[Opening SOURCE MATERIAL section]
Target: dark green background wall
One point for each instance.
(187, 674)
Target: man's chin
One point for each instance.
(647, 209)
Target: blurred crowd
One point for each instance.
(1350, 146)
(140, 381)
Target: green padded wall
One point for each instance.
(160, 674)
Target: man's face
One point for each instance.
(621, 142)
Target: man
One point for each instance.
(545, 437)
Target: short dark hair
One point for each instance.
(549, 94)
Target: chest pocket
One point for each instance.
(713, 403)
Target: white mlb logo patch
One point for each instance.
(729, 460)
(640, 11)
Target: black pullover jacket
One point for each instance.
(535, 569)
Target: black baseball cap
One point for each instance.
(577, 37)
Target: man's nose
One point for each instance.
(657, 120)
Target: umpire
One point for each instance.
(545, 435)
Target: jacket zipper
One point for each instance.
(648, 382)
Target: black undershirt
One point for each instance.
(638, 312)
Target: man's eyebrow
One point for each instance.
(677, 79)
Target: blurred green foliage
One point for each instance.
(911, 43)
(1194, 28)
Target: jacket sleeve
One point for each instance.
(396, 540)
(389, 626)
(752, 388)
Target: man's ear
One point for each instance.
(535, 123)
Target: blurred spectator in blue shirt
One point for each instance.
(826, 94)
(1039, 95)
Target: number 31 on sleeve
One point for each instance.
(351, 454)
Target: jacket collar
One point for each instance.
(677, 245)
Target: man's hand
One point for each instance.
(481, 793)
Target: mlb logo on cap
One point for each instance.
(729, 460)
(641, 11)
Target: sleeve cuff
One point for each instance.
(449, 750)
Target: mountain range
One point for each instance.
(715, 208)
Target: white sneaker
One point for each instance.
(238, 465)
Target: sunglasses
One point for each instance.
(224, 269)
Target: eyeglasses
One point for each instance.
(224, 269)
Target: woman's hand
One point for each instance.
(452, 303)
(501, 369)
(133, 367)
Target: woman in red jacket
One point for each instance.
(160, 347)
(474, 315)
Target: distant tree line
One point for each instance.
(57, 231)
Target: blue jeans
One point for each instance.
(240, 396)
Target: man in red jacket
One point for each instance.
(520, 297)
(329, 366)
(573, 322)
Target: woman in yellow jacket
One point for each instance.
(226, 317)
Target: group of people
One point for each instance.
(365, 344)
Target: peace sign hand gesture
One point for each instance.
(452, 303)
[Closing SOURCE MATERIAL section]
[Opening SOURCE MATERIAL section]
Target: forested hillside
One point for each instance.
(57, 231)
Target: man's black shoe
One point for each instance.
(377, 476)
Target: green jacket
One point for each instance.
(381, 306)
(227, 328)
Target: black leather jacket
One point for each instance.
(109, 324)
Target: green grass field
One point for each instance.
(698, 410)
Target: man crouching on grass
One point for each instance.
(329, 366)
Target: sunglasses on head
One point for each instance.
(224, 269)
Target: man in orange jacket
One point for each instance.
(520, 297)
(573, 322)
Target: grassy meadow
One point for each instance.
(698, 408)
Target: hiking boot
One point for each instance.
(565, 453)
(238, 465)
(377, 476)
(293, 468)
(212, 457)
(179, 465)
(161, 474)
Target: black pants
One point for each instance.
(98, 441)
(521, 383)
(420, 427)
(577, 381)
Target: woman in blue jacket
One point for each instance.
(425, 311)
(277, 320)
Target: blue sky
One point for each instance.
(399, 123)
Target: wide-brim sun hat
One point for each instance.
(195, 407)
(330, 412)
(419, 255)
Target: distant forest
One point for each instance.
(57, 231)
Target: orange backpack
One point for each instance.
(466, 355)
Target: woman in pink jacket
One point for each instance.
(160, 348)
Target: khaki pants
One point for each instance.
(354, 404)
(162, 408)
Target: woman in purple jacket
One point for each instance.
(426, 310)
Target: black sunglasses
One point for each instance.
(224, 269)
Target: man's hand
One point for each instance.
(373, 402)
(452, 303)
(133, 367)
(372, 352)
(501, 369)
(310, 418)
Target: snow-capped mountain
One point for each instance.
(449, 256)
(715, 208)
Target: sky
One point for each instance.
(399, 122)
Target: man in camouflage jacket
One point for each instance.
[Closing SOURCE MATERIAL section]
WHAT IS EXPECTED.
Your answer should be one number: the count of lines in the data above that include the word "white".

EXPECTED OUTPUT.
2